══ Data for the task ══

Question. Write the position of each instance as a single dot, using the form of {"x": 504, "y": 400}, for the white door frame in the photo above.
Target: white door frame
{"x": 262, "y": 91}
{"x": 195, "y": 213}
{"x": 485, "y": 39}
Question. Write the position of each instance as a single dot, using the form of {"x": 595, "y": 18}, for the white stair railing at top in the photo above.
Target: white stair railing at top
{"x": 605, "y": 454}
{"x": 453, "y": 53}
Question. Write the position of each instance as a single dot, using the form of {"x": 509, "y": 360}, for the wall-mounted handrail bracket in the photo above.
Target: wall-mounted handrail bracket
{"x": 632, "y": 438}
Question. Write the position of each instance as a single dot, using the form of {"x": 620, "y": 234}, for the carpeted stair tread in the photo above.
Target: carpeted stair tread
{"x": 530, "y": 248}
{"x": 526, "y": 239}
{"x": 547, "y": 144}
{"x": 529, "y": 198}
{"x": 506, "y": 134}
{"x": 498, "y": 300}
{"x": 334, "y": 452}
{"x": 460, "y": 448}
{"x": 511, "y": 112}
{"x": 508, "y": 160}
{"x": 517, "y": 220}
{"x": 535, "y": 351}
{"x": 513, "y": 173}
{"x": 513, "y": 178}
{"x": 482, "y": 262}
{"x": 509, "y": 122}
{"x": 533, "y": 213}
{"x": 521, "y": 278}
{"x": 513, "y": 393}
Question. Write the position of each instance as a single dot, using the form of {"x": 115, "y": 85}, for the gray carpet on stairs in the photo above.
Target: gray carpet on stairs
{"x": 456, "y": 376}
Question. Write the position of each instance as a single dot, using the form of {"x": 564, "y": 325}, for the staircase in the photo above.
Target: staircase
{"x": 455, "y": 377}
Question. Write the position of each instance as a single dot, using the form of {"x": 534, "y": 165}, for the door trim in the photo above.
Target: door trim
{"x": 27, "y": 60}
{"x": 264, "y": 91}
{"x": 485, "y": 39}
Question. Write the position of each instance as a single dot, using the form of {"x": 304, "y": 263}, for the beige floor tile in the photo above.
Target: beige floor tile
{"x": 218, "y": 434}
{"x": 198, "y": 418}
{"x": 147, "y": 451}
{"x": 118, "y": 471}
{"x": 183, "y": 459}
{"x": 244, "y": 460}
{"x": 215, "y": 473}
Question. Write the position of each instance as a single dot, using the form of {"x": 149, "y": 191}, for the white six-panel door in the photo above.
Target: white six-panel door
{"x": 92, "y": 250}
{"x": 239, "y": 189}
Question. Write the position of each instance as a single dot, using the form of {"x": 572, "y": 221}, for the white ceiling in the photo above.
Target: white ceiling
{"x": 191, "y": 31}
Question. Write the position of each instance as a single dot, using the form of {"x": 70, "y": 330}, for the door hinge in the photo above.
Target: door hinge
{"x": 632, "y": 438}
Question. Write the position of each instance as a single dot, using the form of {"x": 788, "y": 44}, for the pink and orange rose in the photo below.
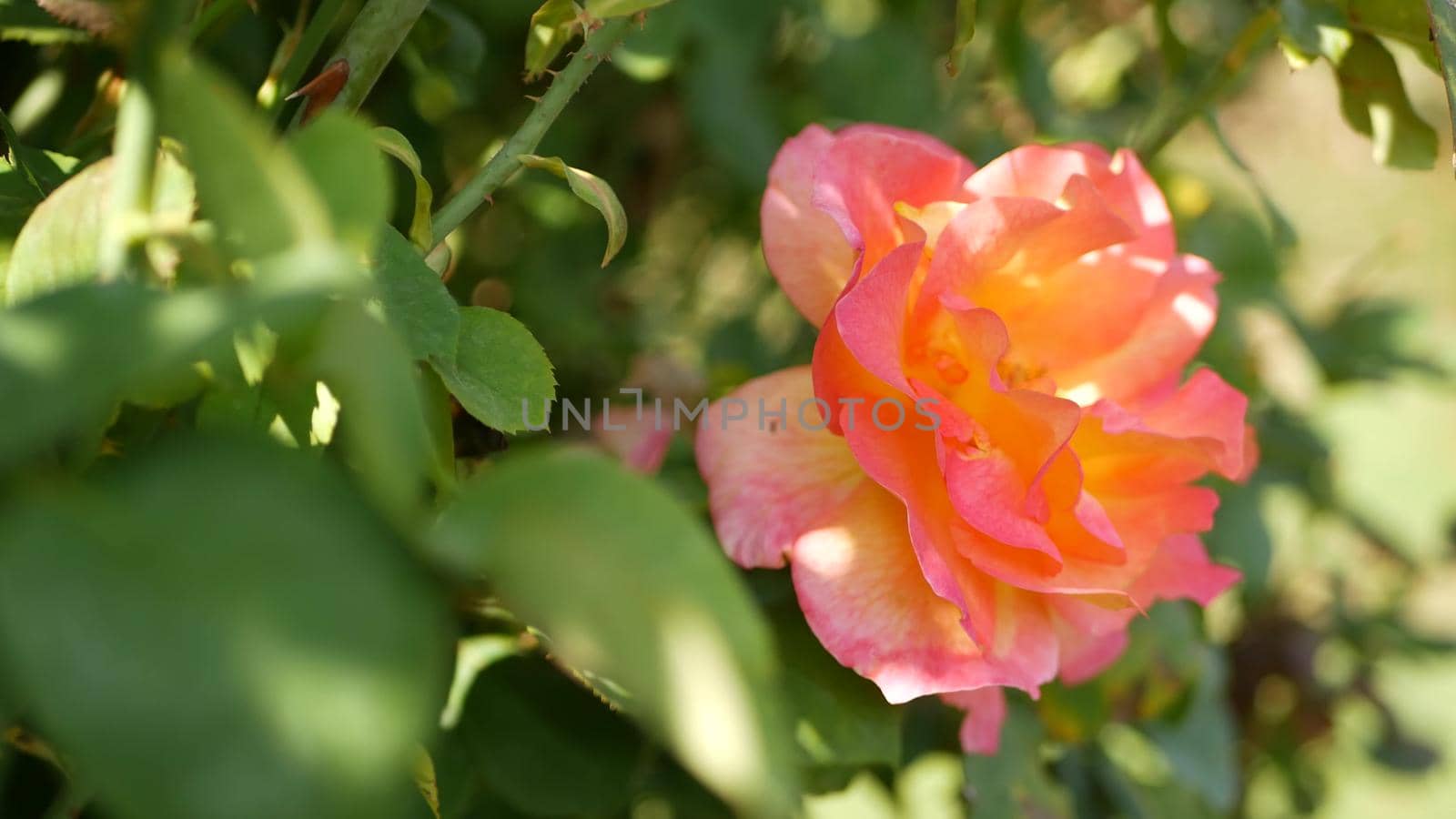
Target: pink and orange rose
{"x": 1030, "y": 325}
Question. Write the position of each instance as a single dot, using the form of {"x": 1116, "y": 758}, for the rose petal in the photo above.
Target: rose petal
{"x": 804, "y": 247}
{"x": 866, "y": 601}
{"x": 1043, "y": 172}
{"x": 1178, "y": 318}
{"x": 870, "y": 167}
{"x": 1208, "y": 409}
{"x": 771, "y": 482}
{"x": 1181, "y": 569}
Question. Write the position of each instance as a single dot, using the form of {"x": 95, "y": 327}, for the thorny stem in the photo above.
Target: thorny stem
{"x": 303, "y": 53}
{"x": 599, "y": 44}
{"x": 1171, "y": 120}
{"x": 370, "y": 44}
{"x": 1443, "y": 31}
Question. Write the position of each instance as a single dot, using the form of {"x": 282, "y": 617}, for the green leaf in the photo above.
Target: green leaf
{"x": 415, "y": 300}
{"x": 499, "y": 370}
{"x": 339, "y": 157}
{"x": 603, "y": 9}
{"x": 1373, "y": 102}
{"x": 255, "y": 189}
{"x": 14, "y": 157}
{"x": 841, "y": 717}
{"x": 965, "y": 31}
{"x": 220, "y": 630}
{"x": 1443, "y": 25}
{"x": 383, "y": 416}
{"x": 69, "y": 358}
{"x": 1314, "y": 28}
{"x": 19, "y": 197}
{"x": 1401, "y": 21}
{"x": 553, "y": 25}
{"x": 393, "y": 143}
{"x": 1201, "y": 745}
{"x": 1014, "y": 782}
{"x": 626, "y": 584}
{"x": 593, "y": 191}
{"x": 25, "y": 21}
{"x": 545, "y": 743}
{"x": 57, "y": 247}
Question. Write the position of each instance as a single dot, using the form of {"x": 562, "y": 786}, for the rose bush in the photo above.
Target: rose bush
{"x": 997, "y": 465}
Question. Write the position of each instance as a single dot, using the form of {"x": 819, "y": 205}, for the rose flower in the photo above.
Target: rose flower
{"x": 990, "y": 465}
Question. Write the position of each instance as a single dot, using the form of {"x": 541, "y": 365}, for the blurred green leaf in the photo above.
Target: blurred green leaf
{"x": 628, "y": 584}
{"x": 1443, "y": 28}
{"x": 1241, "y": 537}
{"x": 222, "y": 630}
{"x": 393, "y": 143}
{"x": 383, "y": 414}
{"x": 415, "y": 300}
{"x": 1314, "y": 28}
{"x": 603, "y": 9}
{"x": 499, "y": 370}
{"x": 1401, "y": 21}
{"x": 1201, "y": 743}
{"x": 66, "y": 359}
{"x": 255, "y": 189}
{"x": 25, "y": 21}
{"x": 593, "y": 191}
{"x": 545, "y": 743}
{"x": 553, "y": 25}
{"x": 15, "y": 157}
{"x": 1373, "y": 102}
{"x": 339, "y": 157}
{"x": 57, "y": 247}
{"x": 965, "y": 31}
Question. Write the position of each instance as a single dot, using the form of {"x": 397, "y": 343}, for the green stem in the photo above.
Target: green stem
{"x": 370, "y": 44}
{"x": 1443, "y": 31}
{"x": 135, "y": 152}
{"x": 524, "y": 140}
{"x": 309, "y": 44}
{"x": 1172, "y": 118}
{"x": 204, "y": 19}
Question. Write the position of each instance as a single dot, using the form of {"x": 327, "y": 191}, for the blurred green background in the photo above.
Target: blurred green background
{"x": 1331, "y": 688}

═══
══ Data for the task ══

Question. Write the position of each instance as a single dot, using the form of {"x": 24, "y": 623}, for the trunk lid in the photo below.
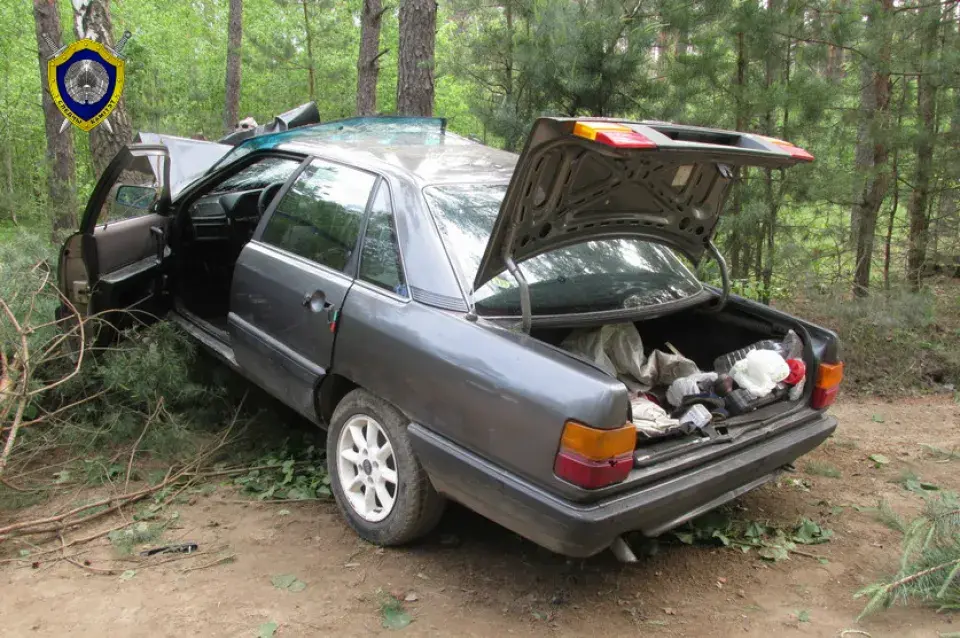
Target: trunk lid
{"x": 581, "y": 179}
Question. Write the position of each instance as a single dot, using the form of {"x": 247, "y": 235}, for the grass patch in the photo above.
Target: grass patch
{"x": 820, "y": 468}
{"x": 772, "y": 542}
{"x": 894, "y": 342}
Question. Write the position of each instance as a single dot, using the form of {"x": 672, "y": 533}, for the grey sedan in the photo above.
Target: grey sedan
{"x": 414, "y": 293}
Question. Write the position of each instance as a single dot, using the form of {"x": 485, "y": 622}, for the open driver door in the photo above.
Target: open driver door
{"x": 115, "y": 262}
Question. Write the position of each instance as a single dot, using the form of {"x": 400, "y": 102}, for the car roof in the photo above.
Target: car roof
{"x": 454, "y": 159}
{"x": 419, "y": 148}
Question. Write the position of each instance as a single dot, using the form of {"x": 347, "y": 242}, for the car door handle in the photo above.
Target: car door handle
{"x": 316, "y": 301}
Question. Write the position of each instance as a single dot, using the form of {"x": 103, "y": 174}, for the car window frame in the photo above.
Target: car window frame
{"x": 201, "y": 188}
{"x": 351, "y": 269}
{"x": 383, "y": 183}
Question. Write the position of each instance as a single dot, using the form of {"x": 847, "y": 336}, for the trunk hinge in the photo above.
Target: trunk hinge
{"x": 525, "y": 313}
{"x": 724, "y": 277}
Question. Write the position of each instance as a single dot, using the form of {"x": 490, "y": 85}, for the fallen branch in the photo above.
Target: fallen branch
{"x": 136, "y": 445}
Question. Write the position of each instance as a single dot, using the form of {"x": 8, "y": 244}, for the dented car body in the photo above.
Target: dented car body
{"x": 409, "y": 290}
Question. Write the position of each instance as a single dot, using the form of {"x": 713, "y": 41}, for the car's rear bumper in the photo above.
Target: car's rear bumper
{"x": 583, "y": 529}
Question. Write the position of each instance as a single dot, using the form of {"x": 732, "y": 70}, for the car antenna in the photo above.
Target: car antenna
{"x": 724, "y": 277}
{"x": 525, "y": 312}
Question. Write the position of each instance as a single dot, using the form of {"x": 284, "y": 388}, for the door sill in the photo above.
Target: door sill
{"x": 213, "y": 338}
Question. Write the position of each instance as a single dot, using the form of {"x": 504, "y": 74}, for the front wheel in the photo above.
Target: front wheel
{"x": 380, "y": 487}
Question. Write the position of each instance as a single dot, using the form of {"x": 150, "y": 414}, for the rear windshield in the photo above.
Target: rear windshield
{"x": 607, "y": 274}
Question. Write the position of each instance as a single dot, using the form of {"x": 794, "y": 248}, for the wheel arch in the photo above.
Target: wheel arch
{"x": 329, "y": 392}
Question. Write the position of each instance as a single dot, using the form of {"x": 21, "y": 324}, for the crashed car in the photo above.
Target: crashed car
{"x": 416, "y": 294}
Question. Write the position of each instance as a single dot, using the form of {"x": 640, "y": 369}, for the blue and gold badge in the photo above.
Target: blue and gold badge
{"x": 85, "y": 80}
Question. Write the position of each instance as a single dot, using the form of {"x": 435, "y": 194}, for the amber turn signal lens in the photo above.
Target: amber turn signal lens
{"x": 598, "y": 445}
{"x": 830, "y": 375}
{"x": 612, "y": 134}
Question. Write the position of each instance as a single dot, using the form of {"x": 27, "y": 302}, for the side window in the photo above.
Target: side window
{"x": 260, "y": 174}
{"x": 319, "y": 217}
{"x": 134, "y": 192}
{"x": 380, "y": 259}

═══

* [Description of the task]: Where a line of the records above holds the word "below", copy that line.

* [Task output]:
Question. Write the position of each instance as a single dot, using the form of {"x": 788, "y": 44}, for the pink and orange rose in the photo below.
Question. Write the position of each instance as a single dot, using the form of {"x": 24, "y": 623}, for the trunk lid in the photo below.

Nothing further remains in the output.